→ **DATA SHOWN**
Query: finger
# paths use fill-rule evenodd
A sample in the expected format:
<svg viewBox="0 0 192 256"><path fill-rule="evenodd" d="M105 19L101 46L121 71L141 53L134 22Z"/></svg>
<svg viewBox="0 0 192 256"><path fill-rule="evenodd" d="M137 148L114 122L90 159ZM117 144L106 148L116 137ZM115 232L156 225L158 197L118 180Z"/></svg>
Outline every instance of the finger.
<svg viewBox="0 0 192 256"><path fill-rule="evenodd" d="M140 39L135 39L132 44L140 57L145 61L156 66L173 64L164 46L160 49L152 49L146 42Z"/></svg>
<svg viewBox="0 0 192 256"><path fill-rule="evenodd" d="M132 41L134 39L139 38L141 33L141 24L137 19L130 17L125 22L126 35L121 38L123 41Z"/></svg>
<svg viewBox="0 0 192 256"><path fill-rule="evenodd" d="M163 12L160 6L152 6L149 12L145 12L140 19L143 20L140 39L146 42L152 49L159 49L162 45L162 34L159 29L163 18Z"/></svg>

→ **TO BE DONE**
Copy the data above line for line, with no changes.

→ **TASK RESULT**
Query: finger
# paths use fill-rule evenodd
A sample in the expected format:
<svg viewBox="0 0 192 256"><path fill-rule="evenodd" d="M105 19L101 46L121 71L141 53L134 22Z"/></svg>
<svg viewBox="0 0 192 256"><path fill-rule="evenodd" d="M137 148L114 122L90 159ZM117 144L106 148L116 137ZM115 232L156 225L158 197L118 180Z"/></svg>
Outline every instance of the finger.
<svg viewBox="0 0 192 256"><path fill-rule="evenodd" d="M140 39L135 39L132 44L140 57L145 61L156 66L173 64L164 46L160 49L152 49L146 42Z"/></svg>
<svg viewBox="0 0 192 256"><path fill-rule="evenodd" d="M132 41L134 39L139 38L141 33L141 24L137 19L130 17L125 22L126 35L121 38L123 41Z"/></svg>
<svg viewBox="0 0 192 256"><path fill-rule="evenodd" d="M163 12L160 6L152 6L149 12L145 12L140 19L143 20L140 39L146 42L152 49L159 49L162 45L162 34L159 29L163 18Z"/></svg>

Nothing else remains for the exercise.